Stored dataset items:
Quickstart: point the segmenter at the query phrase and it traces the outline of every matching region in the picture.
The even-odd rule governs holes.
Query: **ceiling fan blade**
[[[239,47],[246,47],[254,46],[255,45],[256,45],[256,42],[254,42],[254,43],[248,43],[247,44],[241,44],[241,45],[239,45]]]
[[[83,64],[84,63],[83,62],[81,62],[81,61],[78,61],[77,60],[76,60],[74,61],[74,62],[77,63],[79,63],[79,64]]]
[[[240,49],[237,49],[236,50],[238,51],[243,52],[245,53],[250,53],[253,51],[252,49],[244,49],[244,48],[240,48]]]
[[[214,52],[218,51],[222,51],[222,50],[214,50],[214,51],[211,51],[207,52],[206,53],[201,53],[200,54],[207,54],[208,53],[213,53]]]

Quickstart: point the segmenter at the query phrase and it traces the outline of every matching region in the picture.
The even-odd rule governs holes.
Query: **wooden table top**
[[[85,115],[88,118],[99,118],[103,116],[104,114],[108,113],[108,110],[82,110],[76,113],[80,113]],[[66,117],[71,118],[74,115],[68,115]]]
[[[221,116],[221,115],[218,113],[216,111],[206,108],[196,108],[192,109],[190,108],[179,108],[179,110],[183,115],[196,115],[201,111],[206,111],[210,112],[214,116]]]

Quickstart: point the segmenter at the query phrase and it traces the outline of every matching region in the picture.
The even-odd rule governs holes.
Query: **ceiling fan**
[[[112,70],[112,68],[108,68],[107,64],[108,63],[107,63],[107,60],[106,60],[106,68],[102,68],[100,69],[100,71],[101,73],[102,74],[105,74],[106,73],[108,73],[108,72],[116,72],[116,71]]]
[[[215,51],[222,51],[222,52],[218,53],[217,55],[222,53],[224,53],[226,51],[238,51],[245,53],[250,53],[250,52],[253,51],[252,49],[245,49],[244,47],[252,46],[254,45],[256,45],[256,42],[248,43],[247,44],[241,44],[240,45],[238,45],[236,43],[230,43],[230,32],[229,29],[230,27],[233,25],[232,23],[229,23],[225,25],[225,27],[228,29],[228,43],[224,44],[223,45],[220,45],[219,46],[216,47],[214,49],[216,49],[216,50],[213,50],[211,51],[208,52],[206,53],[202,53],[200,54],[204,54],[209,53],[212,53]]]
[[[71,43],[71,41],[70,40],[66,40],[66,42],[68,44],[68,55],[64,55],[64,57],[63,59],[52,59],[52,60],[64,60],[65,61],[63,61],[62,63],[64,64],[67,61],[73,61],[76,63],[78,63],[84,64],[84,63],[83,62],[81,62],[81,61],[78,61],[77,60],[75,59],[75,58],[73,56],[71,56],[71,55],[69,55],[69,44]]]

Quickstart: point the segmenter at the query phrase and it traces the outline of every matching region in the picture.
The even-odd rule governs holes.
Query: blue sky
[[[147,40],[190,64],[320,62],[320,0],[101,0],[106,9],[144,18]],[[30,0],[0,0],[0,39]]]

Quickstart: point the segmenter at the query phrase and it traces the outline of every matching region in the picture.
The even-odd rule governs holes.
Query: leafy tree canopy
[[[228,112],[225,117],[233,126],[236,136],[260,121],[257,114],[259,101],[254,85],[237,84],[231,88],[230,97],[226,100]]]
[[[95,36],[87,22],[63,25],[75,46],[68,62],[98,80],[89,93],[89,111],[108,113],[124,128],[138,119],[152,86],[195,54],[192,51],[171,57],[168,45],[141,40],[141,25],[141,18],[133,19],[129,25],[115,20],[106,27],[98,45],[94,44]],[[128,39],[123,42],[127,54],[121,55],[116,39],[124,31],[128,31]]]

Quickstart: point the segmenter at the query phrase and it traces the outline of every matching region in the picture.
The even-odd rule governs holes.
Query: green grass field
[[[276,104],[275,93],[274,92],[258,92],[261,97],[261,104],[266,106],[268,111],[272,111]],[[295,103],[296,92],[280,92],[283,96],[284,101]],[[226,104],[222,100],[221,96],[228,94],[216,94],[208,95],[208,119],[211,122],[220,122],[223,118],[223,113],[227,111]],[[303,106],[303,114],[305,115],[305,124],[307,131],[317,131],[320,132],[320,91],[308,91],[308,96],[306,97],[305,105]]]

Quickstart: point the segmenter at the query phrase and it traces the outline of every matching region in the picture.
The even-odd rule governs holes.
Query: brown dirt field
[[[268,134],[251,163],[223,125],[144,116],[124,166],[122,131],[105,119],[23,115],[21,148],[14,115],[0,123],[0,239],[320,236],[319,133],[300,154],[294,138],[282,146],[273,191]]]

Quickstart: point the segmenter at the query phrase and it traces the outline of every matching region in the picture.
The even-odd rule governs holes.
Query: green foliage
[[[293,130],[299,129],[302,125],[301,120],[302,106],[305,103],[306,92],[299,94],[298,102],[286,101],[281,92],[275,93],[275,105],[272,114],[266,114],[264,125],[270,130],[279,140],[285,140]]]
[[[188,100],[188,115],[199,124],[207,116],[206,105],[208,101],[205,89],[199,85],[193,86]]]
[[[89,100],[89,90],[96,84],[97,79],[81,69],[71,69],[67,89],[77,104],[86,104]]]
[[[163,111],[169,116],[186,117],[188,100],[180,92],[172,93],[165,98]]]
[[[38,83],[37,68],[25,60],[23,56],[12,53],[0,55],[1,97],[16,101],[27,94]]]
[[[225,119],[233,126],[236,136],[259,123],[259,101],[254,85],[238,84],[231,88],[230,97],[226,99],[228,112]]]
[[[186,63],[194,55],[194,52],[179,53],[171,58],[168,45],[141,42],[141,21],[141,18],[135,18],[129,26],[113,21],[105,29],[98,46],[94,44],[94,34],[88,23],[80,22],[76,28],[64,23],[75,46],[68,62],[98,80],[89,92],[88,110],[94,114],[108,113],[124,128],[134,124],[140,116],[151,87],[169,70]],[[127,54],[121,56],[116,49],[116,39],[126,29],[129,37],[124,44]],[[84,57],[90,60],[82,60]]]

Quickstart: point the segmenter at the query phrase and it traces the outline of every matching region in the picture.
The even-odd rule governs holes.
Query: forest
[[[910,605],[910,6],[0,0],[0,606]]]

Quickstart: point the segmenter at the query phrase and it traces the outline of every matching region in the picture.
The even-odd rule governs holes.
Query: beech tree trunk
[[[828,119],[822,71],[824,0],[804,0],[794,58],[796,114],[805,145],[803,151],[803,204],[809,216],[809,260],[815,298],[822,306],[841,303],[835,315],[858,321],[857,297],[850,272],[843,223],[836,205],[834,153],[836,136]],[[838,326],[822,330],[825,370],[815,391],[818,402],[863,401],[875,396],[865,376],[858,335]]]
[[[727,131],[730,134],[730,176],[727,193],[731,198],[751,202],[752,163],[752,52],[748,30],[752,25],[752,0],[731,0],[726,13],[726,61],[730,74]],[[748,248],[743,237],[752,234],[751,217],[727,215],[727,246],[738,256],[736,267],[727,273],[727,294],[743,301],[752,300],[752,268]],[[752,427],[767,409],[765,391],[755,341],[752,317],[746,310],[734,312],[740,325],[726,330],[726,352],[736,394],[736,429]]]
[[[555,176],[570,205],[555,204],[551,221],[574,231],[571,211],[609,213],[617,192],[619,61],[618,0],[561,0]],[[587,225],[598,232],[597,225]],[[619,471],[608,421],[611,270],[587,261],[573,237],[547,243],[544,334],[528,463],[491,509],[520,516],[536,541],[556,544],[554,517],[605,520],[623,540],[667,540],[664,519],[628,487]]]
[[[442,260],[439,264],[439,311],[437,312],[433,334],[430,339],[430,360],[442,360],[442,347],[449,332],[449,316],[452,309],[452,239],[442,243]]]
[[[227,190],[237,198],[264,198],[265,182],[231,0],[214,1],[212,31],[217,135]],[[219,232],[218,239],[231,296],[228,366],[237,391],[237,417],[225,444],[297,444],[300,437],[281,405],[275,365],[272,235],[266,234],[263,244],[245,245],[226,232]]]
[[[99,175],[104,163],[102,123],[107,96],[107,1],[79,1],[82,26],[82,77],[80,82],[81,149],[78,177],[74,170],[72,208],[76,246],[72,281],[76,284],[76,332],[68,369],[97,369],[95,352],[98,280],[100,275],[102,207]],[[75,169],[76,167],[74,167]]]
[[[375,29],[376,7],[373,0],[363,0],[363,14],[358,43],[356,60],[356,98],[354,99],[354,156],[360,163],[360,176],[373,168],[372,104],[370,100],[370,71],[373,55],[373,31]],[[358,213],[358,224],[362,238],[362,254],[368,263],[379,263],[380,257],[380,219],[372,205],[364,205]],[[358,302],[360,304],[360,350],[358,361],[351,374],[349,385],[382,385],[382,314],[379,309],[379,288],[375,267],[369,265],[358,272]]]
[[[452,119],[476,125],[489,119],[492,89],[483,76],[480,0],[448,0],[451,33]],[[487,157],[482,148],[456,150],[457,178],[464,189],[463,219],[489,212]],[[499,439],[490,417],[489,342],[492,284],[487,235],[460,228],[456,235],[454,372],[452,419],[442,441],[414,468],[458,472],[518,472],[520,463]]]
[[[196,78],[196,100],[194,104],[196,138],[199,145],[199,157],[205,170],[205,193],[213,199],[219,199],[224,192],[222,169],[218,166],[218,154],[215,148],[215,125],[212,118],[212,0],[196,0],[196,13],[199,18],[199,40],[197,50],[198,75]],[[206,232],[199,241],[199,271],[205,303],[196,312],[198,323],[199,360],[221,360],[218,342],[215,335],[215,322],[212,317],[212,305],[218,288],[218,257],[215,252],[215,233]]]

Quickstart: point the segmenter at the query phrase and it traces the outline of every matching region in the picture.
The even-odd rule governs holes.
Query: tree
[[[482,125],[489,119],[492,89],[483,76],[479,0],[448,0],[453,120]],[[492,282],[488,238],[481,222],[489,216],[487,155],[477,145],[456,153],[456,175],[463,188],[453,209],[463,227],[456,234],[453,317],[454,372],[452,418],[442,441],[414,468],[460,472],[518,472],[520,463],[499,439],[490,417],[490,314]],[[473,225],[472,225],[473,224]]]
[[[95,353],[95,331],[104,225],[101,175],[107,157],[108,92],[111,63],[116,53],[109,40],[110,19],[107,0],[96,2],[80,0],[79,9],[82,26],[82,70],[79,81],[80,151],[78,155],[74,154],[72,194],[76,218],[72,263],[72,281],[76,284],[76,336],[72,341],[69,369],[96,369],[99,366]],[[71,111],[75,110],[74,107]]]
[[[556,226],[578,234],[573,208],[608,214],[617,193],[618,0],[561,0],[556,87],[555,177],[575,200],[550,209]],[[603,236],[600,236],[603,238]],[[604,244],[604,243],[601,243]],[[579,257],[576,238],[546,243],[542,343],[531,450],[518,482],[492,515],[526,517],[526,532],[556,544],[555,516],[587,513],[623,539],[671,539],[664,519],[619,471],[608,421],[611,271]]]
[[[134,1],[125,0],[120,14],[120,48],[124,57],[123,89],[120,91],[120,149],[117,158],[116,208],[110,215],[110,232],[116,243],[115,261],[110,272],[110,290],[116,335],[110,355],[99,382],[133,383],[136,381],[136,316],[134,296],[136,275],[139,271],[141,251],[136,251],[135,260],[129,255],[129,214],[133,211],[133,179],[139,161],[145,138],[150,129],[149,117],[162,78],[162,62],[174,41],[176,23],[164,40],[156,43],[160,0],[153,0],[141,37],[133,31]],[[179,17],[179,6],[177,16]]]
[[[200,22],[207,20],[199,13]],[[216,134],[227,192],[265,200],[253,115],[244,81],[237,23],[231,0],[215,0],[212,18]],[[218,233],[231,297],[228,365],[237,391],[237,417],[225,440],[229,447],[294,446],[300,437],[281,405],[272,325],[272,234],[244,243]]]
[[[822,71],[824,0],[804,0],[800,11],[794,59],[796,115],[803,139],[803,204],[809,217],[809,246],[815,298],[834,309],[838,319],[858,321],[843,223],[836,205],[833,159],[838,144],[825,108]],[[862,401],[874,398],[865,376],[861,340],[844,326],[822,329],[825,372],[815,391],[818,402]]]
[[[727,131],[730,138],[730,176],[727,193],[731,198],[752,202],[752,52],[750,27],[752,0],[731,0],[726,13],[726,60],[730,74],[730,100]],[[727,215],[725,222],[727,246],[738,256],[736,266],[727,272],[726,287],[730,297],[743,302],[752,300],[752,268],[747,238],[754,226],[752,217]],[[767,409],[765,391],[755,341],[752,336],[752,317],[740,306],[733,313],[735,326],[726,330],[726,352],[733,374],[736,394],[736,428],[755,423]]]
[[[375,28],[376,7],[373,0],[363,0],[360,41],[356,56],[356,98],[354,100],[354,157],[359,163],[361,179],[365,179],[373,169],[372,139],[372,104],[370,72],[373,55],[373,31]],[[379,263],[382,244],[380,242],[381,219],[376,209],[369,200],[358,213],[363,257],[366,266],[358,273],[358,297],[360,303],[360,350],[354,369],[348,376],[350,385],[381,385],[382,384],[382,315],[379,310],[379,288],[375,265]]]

WHAT YOU SHOULD DO:
Identify every line in the records that contains the word "green", and copy each of those lines. Treat case as significant.

ANSWER TO THE EXERCISE:
Query: green grass field
Query: green foliage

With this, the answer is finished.